▶ INSTRUCTIONS TO FOLLOW
From the line with "Target: utility pole" to the line with "Target: tire tread", retype every line exactly, including those two, and leave out the rest of the data below.

[INFORMATION SHOWN Boundary: Start]

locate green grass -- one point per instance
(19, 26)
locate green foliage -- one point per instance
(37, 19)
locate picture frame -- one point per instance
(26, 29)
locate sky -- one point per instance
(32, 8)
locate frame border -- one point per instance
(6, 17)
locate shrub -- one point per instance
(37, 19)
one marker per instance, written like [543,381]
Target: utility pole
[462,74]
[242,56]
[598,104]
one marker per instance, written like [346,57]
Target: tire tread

[INFORMATION SHOWN Boundary: End]
[INFORMATION SHOWN Boundary: Start]

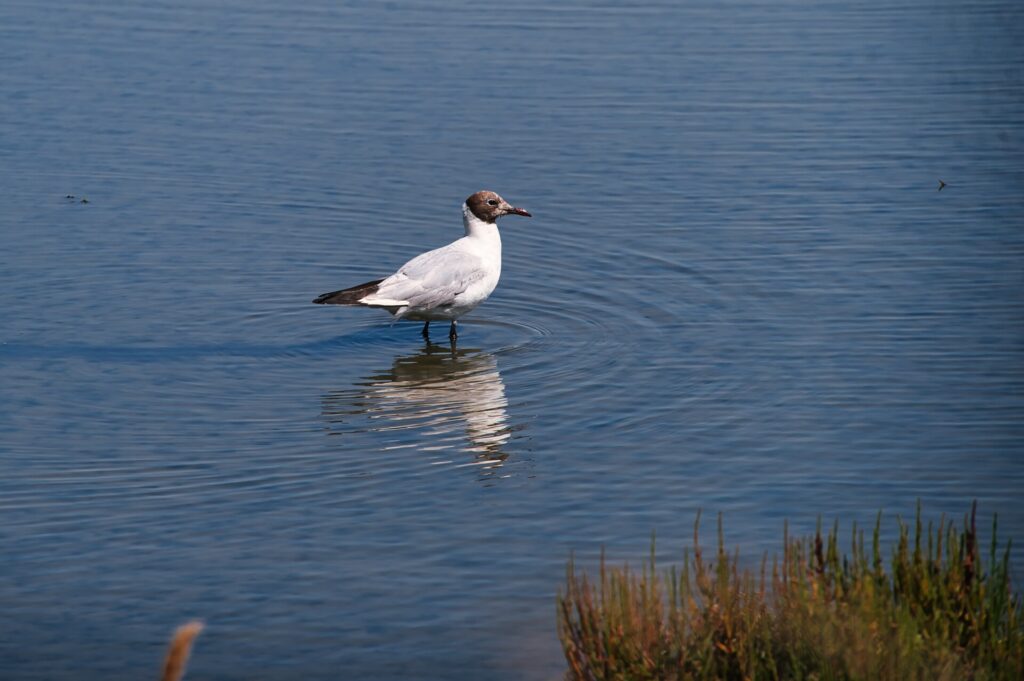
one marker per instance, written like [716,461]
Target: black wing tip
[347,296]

[INFORMATION SHOWN Boundary: End]

▶ SOLUTION FOR THIS PROBLEM
Target: utility pole
[462,74]
[242,56]
[598,104]
one marker per instance, written like [346,57]
Target: tire tread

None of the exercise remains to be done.